Instructions for the task. Rewrite the records below, changing every "single point" to "single dot" and leaving everything else unchanged.

++++

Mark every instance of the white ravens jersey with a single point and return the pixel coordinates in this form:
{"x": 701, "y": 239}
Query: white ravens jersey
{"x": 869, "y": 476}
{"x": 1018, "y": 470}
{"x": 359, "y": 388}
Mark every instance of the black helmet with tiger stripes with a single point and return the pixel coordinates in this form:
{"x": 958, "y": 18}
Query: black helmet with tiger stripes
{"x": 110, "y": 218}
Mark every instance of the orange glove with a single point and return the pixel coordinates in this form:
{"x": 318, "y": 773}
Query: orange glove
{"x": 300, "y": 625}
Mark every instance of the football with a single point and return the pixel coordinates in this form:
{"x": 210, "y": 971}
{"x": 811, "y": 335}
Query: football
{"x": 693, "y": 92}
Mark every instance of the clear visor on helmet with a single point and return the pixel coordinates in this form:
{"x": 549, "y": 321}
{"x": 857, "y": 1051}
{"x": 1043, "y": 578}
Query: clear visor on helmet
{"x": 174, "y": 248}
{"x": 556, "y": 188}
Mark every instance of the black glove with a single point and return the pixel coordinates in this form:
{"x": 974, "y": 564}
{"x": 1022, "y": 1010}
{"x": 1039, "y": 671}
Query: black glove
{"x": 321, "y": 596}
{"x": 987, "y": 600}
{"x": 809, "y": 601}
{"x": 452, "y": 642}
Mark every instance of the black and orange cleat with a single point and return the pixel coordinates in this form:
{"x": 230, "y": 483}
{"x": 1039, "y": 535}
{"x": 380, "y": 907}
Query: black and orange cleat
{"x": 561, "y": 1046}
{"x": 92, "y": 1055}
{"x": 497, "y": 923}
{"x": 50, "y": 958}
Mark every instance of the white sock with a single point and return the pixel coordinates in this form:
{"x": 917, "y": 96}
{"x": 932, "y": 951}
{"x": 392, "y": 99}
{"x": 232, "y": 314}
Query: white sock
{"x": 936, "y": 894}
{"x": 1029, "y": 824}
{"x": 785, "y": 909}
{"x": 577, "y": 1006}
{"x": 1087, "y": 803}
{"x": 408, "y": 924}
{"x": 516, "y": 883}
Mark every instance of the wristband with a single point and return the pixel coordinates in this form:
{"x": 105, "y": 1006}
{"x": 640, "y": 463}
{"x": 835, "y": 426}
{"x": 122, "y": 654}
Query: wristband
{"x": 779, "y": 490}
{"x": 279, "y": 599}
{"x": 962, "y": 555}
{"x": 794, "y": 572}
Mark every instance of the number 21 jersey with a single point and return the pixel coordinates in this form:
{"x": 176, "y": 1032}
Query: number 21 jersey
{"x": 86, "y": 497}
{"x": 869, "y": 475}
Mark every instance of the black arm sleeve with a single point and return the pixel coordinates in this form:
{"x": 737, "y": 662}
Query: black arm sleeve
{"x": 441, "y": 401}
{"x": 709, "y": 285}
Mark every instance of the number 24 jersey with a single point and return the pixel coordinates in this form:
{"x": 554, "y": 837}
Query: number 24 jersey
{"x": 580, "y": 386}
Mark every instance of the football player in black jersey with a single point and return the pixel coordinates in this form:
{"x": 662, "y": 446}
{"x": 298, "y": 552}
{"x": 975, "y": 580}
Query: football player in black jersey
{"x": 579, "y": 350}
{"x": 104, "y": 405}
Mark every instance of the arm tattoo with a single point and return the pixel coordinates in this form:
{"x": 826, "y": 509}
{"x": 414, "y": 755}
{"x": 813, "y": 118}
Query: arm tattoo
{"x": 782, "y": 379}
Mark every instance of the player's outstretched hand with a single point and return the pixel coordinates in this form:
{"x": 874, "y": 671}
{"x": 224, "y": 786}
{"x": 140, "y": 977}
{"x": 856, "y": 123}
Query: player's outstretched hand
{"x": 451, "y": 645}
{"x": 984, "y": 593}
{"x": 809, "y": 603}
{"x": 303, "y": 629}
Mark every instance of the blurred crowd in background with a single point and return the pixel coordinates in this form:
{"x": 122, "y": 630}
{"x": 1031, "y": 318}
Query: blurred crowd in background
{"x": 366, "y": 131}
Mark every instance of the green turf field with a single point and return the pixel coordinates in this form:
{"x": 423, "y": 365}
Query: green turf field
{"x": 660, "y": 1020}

++++

Result of this task.
Mark every instance of the white ravens jersey with a single dot and return the pixel coordinates in this form:
{"x": 701, "y": 239}
Query: white ravens jersey
{"x": 869, "y": 476}
{"x": 1018, "y": 470}
{"x": 359, "y": 388}
Mark every instance of the black helmet with tiger stripes with a single dot and return the pixel coordinates in this form:
{"x": 958, "y": 18}
Query: black helmet with tiger stripes
{"x": 110, "y": 218}
Mark every instance of the orange glove with a single dot and return the pixel coordinates in this form:
{"x": 318, "y": 773}
Query: orange glove
{"x": 300, "y": 625}
Mark every instance of the football with a single dot and return the pixel coordinates in this form:
{"x": 210, "y": 971}
{"x": 811, "y": 335}
Query: football
{"x": 693, "y": 92}
Mark every instance of the clear visor on helmet with a single dot and return the pixel coordinates in this form:
{"x": 549, "y": 321}
{"x": 857, "y": 1051}
{"x": 1043, "y": 578}
Query: clear visor on helmet
{"x": 174, "y": 248}
{"x": 556, "y": 188}
Mark every instance of the black glove with a single dot and return the pixel coordinates in this form:
{"x": 974, "y": 564}
{"x": 1022, "y": 1010}
{"x": 1039, "y": 671}
Query: black glove
{"x": 321, "y": 596}
{"x": 987, "y": 600}
{"x": 809, "y": 601}
{"x": 452, "y": 642}
Mark every instance of the black and orange cleat with a single dot and return the pixel coordinates in this form:
{"x": 230, "y": 483}
{"x": 1039, "y": 535}
{"x": 380, "y": 907}
Query: black and orange cleat
{"x": 561, "y": 1046}
{"x": 92, "y": 1055}
{"x": 497, "y": 923}
{"x": 50, "y": 958}
Mark every instance of the white sock with a single dot and return the pixel coordinates in this form:
{"x": 917, "y": 96}
{"x": 932, "y": 951}
{"x": 392, "y": 99}
{"x": 232, "y": 314}
Query: white sock
{"x": 936, "y": 894}
{"x": 1029, "y": 824}
{"x": 785, "y": 909}
{"x": 577, "y": 1006}
{"x": 1087, "y": 803}
{"x": 408, "y": 924}
{"x": 516, "y": 883}
Mark every instance of the wristband with a single dot and return the pixel coordinates in this form:
{"x": 105, "y": 1006}
{"x": 640, "y": 463}
{"x": 835, "y": 426}
{"x": 122, "y": 654}
Query: wristband
{"x": 779, "y": 490}
{"x": 279, "y": 599}
{"x": 962, "y": 555}
{"x": 794, "y": 572}
Mark every instance of the number 21 jersey with a single dot and return the pixel coordinates in this form:
{"x": 176, "y": 1032}
Query: number 21 jersey
{"x": 86, "y": 497}
{"x": 869, "y": 475}
Mark every instance of the black arm sleeve with a single dot and return the pixel coordinates in this form:
{"x": 737, "y": 662}
Query: black arm sleeve
{"x": 441, "y": 401}
{"x": 709, "y": 285}
Mark every instance of the number 24 jersey with a single dot and return the pixel coordinates in this form:
{"x": 554, "y": 837}
Query: number 24 jersey
{"x": 580, "y": 386}
Mark every instance of the football player in black jersey with a single dot and return the pixel coordinates in this form:
{"x": 662, "y": 446}
{"x": 298, "y": 552}
{"x": 975, "y": 580}
Query: football player in black jersey
{"x": 579, "y": 350}
{"x": 104, "y": 405}
Mark every instance of the arm tattoo with a single dot and return the pixel coordinates in this form:
{"x": 826, "y": 509}
{"x": 414, "y": 755}
{"x": 813, "y": 118}
Query: arm tattoo
{"x": 782, "y": 379}
Mark every instance of the player's outstretched hand with a single dot and return the pixel coordinates in this form:
{"x": 874, "y": 671}
{"x": 224, "y": 786}
{"x": 140, "y": 977}
{"x": 856, "y": 123}
Query: player's outstretched hand
{"x": 451, "y": 645}
{"x": 984, "y": 593}
{"x": 809, "y": 603}
{"x": 303, "y": 629}
Mark every instance of the blurred crowd in background with a single dot and return the pixel coordinates in this form:
{"x": 122, "y": 630}
{"x": 1031, "y": 318}
Query: blurred crowd in background
{"x": 366, "y": 131}
Mark every instance of the green turf field with a single dot and return the pixel coordinates in this form:
{"x": 423, "y": 365}
Query: green turf field
{"x": 660, "y": 1020}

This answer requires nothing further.